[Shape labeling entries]
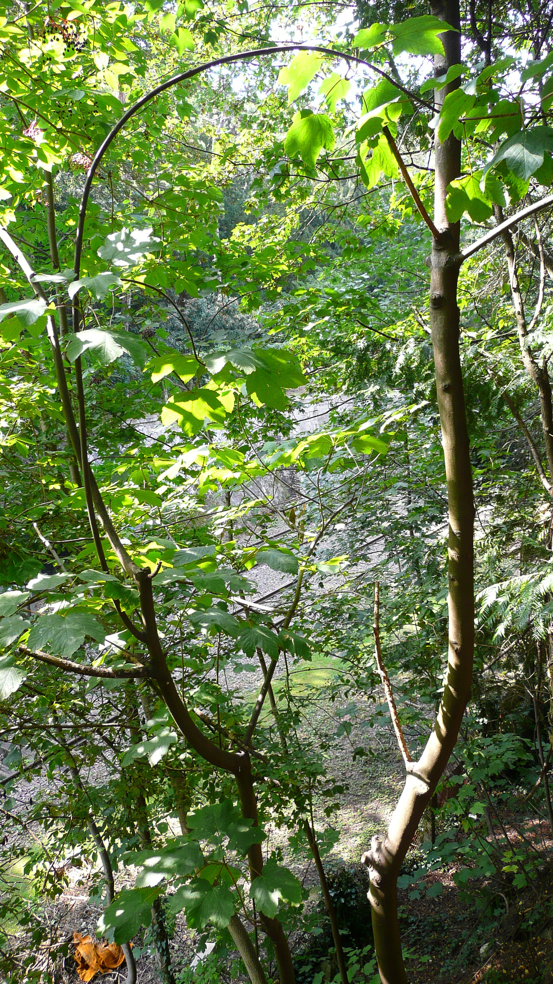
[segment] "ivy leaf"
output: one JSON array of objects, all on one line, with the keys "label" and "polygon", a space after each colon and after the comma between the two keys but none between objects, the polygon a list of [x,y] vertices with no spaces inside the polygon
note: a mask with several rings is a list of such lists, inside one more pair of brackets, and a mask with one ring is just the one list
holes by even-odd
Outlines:
[{"label": "ivy leaf", "polygon": [[99,917],[98,935],[113,934],[115,943],[128,943],[137,935],[141,926],[150,926],[152,902],[159,892],[158,888],[123,890]]},{"label": "ivy leaf", "polygon": [[80,280],[74,280],[73,283],[69,284],[67,292],[73,300],[81,287],[86,287],[96,301],[102,301],[104,297],[107,297],[108,291],[112,287],[120,287],[121,285],[120,277],[107,270],[103,274],[96,274],[95,277],[83,277]]},{"label": "ivy leaf", "polygon": [[505,160],[509,170],[524,180],[531,177],[543,164],[545,153],[553,151],[553,129],[536,126],[532,130],[519,130],[501,145],[499,151],[484,167],[484,174]]},{"label": "ivy leaf", "polygon": [[446,31],[455,31],[450,24],[438,17],[423,14],[422,17],[409,17],[401,24],[391,24],[388,29],[394,37],[392,50],[395,55],[407,51],[411,55],[443,55],[444,45],[439,34]]},{"label": "ivy leaf", "polygon": [[338,72],[333,72],[328,79],[322,83],[319,90],[319,95],[325,96],[325,101],[329,107],[331,113],[336,110],[337,102],[339,99],[343,99],[349,90],[351,89],[351,83],[347,79],[342,79]]},{"label": "ivy leaf", "polygon": [[208,633],[215,629],[216,632],[221,630],[232,639],[236,639],[238,635],[238,621],[221,608],[208,608],[204,612],[194,612],[190,616],[190,621],[196,629],[207,629]]},{"label": "ivy leaf", "polygon": [[153,231],[152,226],[146,229],[123,227],[119,232],[111,232],[105,237],[97,254],[101,260],[112,263],[114,267],[136,267],[148,253],[152,253],[154,244],[160,242],[156,236],[152,235]]},{"label": "ivy leaf", "polygon": [[0,615],[13,615],[30,594],[31,591],[3,591],[0,594]]},{"label": "ivy leaf", "polygon": [[275,550],[273,547],[258,550],[258,564],[267,564],[272,571],[282,571],[284,574],[297,574],[298,563],[292,553],[286,550]]},{"label": "ivy leaf", "polygon": [[313,169],[323,149],[334,150],[335,133],[330,118],[325,113],[310,109],[297,112],[284,140],[284,153],[289,157],[298,154],[306,167]]},{"label": "ivy leaf", "polygon": [[299,905],[301,882],[288,868],[280,868],[274,858],[270,858],[264,865],[263,873],[252,882],[250,898],[254,899],[261,912],[273,919],[280,899]]},{"label": "ivy leaf", "polygon": [[256,647],[267,652],[272,659],[278,658],[278,641],[266,625],[243,625],[240,629],[240,646],[247,656],[253,656]]},{"label": "ivy leaf", "polygon": [[137,878],[136,888],[148,889],[163,880],[170,882],[175,876],[192,875],[204,864],[204,855],[197,840],[187,840],[167,844],[159,850],[130,852],[125,855],[125,864],[144,869]]},{"label": "ivy leaf", "polygon": [[289,65],[278,72],[277,82],[288,87],[288,105],[307,88],[323,64],[323,56],[316,51],[299,51]]},{"label": "ivy leaf", "polygon": [[137,745],[132,745],[131,748],[127,749],[123,759],[121,761],[121,766],[126,769],[130,766],[135,759],[143,759],[148,756],[148,761],[151,766],[156,766],[161,759],[164,759],[171,745],[176,745],[178,737],[174,731],[170,728],[161,728],[148,741],[141,741]]},{"label": "ivy leaf", "polygon": [[148,363],[148,369],[152,369],[152,382],[158,383],[160,379],[175,372],[183,383],[188,383],[200,368],[200,363],[193,355],[181,355],[180,352],[167,352],[165,355],[156,355]]},{"label": "ivy leaf", "polygon": [[81,646],[87,636],[96,643],[103,643],[105,631],[93,615],[70,611],[65,617],[56,612],[42,615],[29,634],[28,646],[31,650],[49,646],[50,651],[69,659]]},{"label": "ivy leaf", "polygon": [[3,618],[0,621],[0,649],[15,643],[30,626],[31,622],[26,621],[22,615],[10,615],[8,618]]},{"label": "ivy leaf", "polygon": [[169,47],[176,48],[178,54],[183,55],[185,51],[194,51],[196,41],[188,28],[179,28],[169,37]]},{"label": "ivy leaf", "polygon": [[20,666],[15,665],[14,656],[0,659],[0,698],[6,701],[16,690],[19,690],[27,674]]},{"label": "ivy leaf", "polygon": [[44,314],[47,306],[47,301],[43,300],[42,297],[31,297],[30,300],[0,304],[0,321],[4,321],[8,314],[15,314],[23,325],[29,327]]},{"label": "ivy leaf", "polygon": [[182,909],[191,929],[203,929],[208,922],[223,929],[234,915],[234,897],[227,885],[210,885],[207,879],[197,878],[171,895],[169,911],[175,914]]}]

## Brief
Copy out the entries above with "Outlines" swapped for "Polygons" and everything else left as it is. Omit the pictures.

## Finished task
[segment] "ivy leaf"
output: one JSON array of objects, all on one line, with the keys "label" and "polygon", a space after each colon and after the comma between the two keys but none between objects, the polygon a list of [x,y] vertices with no spaces inside the polygon
note: a mask with several rings is a list of such lists, inside one more pair of brackets, and a mask with one ring is just the one list
holes by even-odd
Polygons:
[{"label": "ivy leaf", "polygon": [[99,917],[98,935],[113,934],[115,943],[128,943],[137,935],[141,926],[150,926],[152,902],[159,892],[158,888],[123,890]]},{"label": "ivy leaf", "polygon": [[80,280],[74,280],[73,283],[69,284],[67,292],[73,300],[81,287],[86,287],[96,301],[102,301],[104,297],[107,297],[108,291],[112,287],[120,287],[121,285],[120,277],[107,270],[103,274],[96,274],[95,277],[83,277]]},{"label": "ivy leaf", "polygon": [[505,160],[509,170],[524,180],[531,177],[543,164],[545,153],[553,151],[553,129],[536,126],[532,130],[519,130],[501,145],[499,151],[484,167],[484,174]]},{"label": "ivy leaf", "polygon": [[446,31],[455,31],[450,24],[438,17],[423,14],[422,17],[409,17],[401,24],[391,24],[388,29],[394,37],[392,50],[395,55],[407,51],[411,55],[443,55],[444,45],[439,34]]},{"label": "ivy leaf", "polygon": [[338,72],[333,72],[328,79],[322,83],[319,90],[319,95],[325,96],[325,101],[329,107],[331,113],[336,110],[337,102],[339,99],[343,99],[349,90],[351,89],[351,83],[347,79],[342,79]]},{"label": "ivy leaf", "polygon": [[208,633],[215,629],[216,632],[221,630],[232,639],[236,639],[238,635],[238,621],[221,608],[208,608],[204,612],[194,612],[190,616],[190,621],[196,629],[207,629]]},{"label": "ivy leaf", "polygon": [[153,231],[152,226],[146,229],[123,227],[119,232],[111,232],[105,237],[97,254],[101,260],[112,263],[114,267],[136,267],[148,253],[152,253],[154,244],[160,242],[156,236],[152,235]]},{"label": "ivy leaf", "polygon": [[0,615],[13,615],[30,594],[31,591],[3,591],[0,594]]},{"label": "ivy leaf", "polygon": [[275,550],[273,547],[258,550],[258,564],[267,564],[272,571],[282,571],[284,574],[297,574],[298,563],[292,553],[286,550]]},{"label": "ivy leaf", "polygon": [[313,169],[323,149],[334,150],[335,133],[330,118],[325,113],[310,109],[297,112],[284,140],[284,153],[289,157],[298,154],[306,167]]},{"label": "ivy leaf", "polygon": [[299,905],[301,882],[288,868],[280,868],[274,858],[270,858],[264,865],[263,873],[252,882],[250,898],[254,899],[261,912],[273,919],[280,899]]},{"label": "ivy leaf", "polygon": [[256,647],[267,652],[272,659],[278,658],[278,641],[266,625],[243,625],[240,629],[240,646],[247,656],[253,656]]},{"label": "ivy leaf", "polygon": [[137,878],[136,888],[148,889],[163,880],[170,882],[175,876],[192,875],[204,864],[204,855],[197,840],[187,840],[167,844],[159,850],[130,852],[125,855],[125,864],[144,869]]},{"label": "ivy leaf", "polygon": [[289,65],[278,72],[277,82],[288,87],[288,105],[307,88],[323,64],[323,56],[316,51],[299,51]]},{"label": "ivy leaf", "polygon": [[137,745],[132,745],[131,748],[127,749],[123,759],[121,761],[121,766],[126,769],[130,766],[135,759],[143,759],[148,756],[148,761],[151,766],[156,766],[161,759],[164,759],[171,745],[176,745],[178,737],[174,731],[170,728],[161,728],[148,741],[141,741]]},{"label": "ivy leaf", "polygon": [[148,363],[148,369],[152,369],[152,382],[158,383],[160,379],[175,372],[183,383],[188,383],[200,368],[200,363],[193,355],[181,355],[180,352],[167,352],[165,355],[156,355]]},{"label": "ivy leaf", "polygon": [[81,646],[87,636],[96,643],[103,643],[105,631],[93,615],[70,611],[65,617],[56,612],[42,615],[29,634],[28,646],[31,650],[49,646],[50,651],[69,659]]},{"label": "ivy leaf", "polygon": [[3,618],[0,621],[0,649],[15,643],[30,626],[31,622],[26,621],[22,615],[10,615],[8,618]]},{"label": "ivy leaf", "polygon": [[169,47],[176,48],[178,54],[183,55],[185,51],[194,51],[196,41],[188,28],[179,28],[169,37]]},{"label": "ivy leaf", "polygon": [[20,666],[15,665],[14,656],[0,659],[0,698],[6,701],[16,690],[19,690],[27,674]]},{"label": "ivy leaf", "polygon": [[44,314],[47,306],[47,301],[43,300],[42,297],[31,297],[30,300],[0,304],[0,321],[4,321],[8,314],[15,314],[23,325],[29,327]]},{"label": "ivy leaf", "polygon": [[182,909],[191,929],[203,929],[208,922],[223,929],[234,915],[234,897],[227,885],[210,885],[207,879],[197,878],[171,895],[169,911],[175,914]]}]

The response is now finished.